-- Document segment follows --
These distressful symptoms can present in a more generalized sense, intense episodes, or be situational. Many people come to avoid triggers of anxiety for relief but the anxiety remains overall. There may be changes in energy level, sleep, appetite, and social engagement. Anyone can experience anxiety. Many people with anxiety feel better with psychotherapy, medication, or both. (Mayo Clinic, 1998 – 2022)
Trauma is an emotional and behavioral response to a distressful event like war, rape, abuse, an accident, or natural disaster. Many experience shock, denial, an out of body experience, flashbacks, unpredictable emotions, and physical symptoms. There may be changes in energy level, sleep, appetite, and social engagement. Many experience strained relationships or difficulty functioning past the experience. Anyone can experience trauma. Many people with trauma feel better with psychotherapy, medication, or both. (American Psychological Association, 2022)
-- Document segment concluded --
> [Work instructions]
a – Decide whether each statement agrees with the passage on anxiety and trauma, answering yes or no and quoting the words of the passage that settle it. (i) Avoiding the triggers of anxiety makes the anxiety go away entirely. (ii) A natural disaster is one kind of event that can lead to trauma. (iii) Only certain people are able to experience trauma.
b – Carry on the passage on anxiety and trauma, picking up after its final sentence.
-- Stored data follows --
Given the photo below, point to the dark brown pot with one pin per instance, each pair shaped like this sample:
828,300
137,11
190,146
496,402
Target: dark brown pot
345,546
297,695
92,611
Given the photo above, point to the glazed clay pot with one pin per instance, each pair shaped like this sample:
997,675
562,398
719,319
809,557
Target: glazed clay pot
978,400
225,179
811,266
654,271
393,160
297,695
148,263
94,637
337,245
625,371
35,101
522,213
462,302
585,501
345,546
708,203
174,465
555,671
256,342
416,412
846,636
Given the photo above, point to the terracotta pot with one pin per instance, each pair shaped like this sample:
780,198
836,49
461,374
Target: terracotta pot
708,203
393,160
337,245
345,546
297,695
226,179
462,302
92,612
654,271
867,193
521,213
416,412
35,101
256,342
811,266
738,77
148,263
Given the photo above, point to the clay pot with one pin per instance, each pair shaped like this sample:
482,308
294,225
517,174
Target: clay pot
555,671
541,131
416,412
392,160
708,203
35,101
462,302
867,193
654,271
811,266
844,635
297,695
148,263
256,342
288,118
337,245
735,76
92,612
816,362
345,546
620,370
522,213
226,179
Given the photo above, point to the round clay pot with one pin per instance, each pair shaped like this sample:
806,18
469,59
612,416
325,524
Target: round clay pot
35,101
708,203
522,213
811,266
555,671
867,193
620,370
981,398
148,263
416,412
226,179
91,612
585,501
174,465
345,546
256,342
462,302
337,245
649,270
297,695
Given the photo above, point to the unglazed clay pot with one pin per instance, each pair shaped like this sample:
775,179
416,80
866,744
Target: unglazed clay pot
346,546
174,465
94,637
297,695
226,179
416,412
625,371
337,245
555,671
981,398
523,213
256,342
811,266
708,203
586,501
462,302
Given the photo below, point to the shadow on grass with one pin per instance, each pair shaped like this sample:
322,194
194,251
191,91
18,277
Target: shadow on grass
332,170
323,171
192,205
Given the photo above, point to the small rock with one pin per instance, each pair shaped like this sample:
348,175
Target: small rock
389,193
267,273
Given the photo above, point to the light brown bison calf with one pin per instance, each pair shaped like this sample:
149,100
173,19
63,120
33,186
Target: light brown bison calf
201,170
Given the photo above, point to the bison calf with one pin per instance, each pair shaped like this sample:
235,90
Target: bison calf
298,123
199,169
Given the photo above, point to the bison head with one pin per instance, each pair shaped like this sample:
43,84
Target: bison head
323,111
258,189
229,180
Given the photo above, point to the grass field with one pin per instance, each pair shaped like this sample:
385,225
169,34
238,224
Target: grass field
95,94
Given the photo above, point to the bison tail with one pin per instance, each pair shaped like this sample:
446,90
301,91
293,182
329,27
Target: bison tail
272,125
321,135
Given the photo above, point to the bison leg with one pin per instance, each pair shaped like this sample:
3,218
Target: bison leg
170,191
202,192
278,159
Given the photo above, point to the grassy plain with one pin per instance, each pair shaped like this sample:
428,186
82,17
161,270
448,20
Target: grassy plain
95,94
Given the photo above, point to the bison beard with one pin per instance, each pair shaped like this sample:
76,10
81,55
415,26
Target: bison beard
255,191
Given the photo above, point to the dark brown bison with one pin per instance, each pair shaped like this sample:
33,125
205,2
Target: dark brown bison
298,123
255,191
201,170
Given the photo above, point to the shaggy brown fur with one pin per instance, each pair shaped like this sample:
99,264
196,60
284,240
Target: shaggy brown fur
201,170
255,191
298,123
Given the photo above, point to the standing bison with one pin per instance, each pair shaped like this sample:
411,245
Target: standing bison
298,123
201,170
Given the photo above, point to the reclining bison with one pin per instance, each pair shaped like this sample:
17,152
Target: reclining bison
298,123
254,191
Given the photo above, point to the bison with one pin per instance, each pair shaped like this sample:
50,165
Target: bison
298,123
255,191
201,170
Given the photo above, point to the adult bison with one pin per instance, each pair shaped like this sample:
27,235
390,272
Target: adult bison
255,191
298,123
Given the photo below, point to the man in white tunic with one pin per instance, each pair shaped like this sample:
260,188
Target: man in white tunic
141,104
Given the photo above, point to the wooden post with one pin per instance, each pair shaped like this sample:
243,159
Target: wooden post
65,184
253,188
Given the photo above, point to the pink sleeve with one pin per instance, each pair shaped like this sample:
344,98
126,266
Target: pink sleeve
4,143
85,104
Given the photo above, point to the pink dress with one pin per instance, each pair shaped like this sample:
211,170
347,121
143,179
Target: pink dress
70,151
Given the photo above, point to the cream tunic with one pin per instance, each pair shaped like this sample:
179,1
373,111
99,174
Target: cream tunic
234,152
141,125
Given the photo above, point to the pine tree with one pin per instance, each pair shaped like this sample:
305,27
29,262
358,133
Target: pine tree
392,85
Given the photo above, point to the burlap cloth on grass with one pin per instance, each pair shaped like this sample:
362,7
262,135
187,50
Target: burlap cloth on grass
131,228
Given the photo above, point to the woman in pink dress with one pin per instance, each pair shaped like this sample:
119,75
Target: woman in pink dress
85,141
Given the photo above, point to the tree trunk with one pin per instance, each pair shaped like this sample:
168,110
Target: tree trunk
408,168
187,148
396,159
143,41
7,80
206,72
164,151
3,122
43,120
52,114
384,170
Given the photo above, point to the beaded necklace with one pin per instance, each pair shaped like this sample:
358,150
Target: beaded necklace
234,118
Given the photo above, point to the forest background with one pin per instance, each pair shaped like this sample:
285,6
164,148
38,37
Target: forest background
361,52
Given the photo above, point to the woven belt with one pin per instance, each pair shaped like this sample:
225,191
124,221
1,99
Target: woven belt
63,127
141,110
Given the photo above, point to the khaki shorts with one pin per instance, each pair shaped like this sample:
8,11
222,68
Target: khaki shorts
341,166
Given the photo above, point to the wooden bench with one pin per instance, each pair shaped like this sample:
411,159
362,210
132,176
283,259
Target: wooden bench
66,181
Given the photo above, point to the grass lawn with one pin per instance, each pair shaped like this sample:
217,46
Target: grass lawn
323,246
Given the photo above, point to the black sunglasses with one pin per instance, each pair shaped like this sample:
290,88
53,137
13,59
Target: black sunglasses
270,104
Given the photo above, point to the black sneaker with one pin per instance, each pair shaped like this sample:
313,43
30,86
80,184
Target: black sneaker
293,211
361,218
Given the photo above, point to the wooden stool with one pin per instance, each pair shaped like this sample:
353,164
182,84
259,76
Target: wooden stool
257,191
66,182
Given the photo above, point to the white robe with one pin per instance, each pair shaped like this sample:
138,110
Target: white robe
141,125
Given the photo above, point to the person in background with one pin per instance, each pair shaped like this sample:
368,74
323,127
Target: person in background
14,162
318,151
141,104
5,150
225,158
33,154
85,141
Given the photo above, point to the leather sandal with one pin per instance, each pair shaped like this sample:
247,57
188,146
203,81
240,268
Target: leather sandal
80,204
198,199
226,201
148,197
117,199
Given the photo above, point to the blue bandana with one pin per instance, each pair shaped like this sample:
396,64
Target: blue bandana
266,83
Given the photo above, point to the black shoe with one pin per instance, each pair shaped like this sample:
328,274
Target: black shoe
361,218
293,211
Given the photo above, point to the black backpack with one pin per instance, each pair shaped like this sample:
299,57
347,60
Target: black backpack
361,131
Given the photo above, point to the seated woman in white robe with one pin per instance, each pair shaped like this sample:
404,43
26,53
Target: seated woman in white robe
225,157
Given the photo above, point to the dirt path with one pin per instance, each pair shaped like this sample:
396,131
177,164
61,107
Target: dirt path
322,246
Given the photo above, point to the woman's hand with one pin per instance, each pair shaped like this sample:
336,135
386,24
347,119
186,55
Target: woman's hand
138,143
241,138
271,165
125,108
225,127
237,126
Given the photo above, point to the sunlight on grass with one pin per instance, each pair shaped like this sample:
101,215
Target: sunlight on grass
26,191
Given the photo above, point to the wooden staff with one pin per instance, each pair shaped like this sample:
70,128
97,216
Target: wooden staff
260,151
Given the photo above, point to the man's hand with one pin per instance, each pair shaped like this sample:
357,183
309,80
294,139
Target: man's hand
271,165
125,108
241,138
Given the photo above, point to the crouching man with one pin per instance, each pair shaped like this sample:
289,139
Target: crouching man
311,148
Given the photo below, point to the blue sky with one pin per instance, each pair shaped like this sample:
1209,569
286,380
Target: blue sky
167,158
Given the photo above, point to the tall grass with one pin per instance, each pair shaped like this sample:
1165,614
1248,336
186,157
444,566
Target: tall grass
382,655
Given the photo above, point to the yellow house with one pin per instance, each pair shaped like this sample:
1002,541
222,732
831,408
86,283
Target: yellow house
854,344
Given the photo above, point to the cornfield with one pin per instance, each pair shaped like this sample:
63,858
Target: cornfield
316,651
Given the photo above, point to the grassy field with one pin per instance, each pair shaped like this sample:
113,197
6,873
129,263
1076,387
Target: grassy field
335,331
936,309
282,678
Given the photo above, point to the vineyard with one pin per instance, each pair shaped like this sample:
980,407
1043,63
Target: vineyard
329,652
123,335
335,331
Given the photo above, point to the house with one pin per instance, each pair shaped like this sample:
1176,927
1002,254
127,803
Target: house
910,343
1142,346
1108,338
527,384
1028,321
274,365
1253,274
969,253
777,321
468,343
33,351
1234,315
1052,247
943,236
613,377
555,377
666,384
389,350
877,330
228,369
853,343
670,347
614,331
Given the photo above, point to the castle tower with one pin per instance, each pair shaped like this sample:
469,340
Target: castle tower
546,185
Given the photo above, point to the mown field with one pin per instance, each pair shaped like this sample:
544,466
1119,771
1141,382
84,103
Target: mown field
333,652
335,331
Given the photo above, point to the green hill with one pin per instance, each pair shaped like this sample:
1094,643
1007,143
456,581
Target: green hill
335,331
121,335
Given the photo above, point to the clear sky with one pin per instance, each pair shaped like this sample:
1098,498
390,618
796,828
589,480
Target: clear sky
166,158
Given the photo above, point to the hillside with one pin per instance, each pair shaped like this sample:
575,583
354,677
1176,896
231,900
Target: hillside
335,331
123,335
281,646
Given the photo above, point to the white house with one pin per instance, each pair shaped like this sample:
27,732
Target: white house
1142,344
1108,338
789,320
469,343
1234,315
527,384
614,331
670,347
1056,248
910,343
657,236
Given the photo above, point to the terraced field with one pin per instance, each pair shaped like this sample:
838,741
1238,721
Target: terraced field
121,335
-- Stored data concluded --
> [Written responses]
a –
(i) No: "Many people come to avoid triggers of anxiety for relief but the anxiety remains overall."
(ii) Yes: "a distressful event like war, rape, abuse, an accident, or natural disaster"
(iii) No: "Anyone can experience trauma."

b –
Grief refers to the thoughts, feelings, and behaviors connected to the loss of something important. It could be the loss of a relationship, a loved one, a job, an object, or anything else a person values. However, when grief is discussed, it’s usually in the context of bereavement.
Bereavement refers specifically to the period of mourning after the death of a loved one. Shortly following the loss of something important it is natural to experience acute grief symptoms such as shock, distress, sadness, poor appetite, difficulty sleeping and poor concentration. When symptoms of acute grief persist beyond a few months following the loss experience one may experience complicated grief. Many people with complicated grief feel better with psychotherapy. (The Grieving Process, Therapist Aid, 2012 – 2022)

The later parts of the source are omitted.